--- Given request ---
Extract every line in the entries below that contains the string "Target", treating uppercase and lowercase as distinct.

--- Records provided ---
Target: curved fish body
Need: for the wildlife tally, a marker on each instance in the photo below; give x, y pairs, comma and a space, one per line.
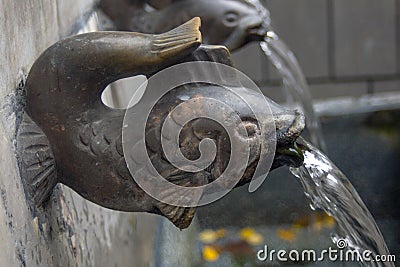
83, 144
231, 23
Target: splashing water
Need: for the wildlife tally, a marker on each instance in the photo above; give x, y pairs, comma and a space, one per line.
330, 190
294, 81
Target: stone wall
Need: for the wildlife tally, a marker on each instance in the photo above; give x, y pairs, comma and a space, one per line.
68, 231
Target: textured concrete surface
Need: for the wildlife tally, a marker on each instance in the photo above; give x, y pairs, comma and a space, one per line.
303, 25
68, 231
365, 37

...

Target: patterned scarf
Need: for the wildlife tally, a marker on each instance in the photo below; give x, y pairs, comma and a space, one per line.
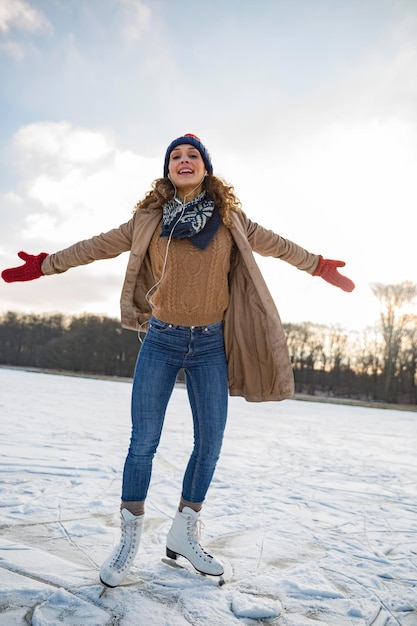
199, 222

--- Completed task ---
Target: curved fish body
Target: splashing water
Target: stone wall
Target: textured concrete surface
Target: patterned scarf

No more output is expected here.